● SOURCE PASSAGE:
No chance.  Requires massive budget, and technology that isn't yet
available. Electromagnetic catapults have never achieved the high
velocities required, not to mention the mega-engineering to create a
track 100's of km long that is levitated >20km above the earth by a
huge magnetic field, and yet is light enough to accelerate a capsule
with GW of power.

A far better option is to put $10billion into developing Skylon
http://www.reactionengines.co.uk/downloads/SKYLON_User_%20Manual_rev1%5B3%5D.pdf
a fully reusable space plane that is air breathing to Mach 5 and you
could ultimately get launch costs down to $100/kg after 10-20 years of
gradual reliability improvement without requiring any magic or
unrealistic technology.  These guys are quite far along in their
development, and hope to be flying an engine demonstrator in next few
years.

SpaceX is also targeting a fully reusable system, and have a pretty
workable plan with fly-back boosters that will probably get launch
prices down to <$1000/kg in the next few years (and put their
competitors out of business barring those that are government
subsidised)

● DATASET RECORDS:
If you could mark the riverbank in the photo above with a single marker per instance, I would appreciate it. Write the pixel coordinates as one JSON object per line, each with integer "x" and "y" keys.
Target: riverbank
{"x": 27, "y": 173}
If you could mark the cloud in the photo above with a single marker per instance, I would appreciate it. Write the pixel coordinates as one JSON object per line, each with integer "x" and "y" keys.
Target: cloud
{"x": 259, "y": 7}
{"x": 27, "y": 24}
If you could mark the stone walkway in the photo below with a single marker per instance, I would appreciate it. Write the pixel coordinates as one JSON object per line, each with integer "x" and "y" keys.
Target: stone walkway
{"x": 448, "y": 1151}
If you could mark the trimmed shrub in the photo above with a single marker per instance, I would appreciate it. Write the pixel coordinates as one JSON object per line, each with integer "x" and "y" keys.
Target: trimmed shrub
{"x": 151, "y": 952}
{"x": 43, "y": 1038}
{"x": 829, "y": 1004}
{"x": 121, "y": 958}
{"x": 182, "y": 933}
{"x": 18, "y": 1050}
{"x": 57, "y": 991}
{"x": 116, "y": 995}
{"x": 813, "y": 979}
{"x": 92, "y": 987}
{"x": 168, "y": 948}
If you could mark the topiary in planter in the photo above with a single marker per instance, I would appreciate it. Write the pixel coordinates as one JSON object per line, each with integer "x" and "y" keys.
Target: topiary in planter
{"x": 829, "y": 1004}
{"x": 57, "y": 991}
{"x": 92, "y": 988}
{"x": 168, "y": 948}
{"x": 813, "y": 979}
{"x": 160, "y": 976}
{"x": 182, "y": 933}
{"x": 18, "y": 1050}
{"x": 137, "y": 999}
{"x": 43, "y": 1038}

● JOBS:
[a] Answer these questions about the launch-cost post, marking each answer with the same numeral:
(i) How much money does the post suggest putting into developing Skylon?
(ii) Up to what speed is Skylon air breathing?
(iii) What launch price does the post say SpaceX's fly-back boosters will probably reach in the next few years?
[b] Edit the listing from the line containing "If you could mark the trimmed" down to the end of the listing, changing "topiary in planter" to "potted topiary" and leaving everything else unchanged. Return only those lines.

● PER-TASK ANSWERS:
[a]
(i) $10billion
(ii) Mach 5
(iii) Under $1000/kg

[b]
If you could mark the trimmed shrub in the photo above with a single marker per instance, I would appreciate it. Write the pixel coordinates as one JSON object per line, each with integer "x" and "y" keys.
Target: trimmed shrub
{"x": 151, "y": 952}
{"x": 43, "y": 1038}
{"x": 829, "y": 1004}
{"x": 121, "y": 958}
{"x": 182, "y": 933}
{"x": 18, "y": 1050}
{"x": 57, "y": 991}
{"x": 116, "y": 995}
{"x": 813, "y": 979}
{"x": 92, "y": 987}
{"x": 168, "y": 948}
If you could mark the potted topiary in the photo above with a single marker per instance, I would appreciate it. Write the pixel coordinates as one JSON object per line, each with integer "x" and "y" keys.
Target: potted topiary
{"x": 829, "y": 1004}
{"x": 57, "y": 991}
{"x": 92, "y": 988}
{"x": 168, "y": 948}
{"x": 813, "y": 979}
{"x": 160, "y": 976}
{"x": 182, "y": 933}
{"x": 18, "y": 1050}
{"x": 137, "y": 999}
{"x": 43, "y": 1038}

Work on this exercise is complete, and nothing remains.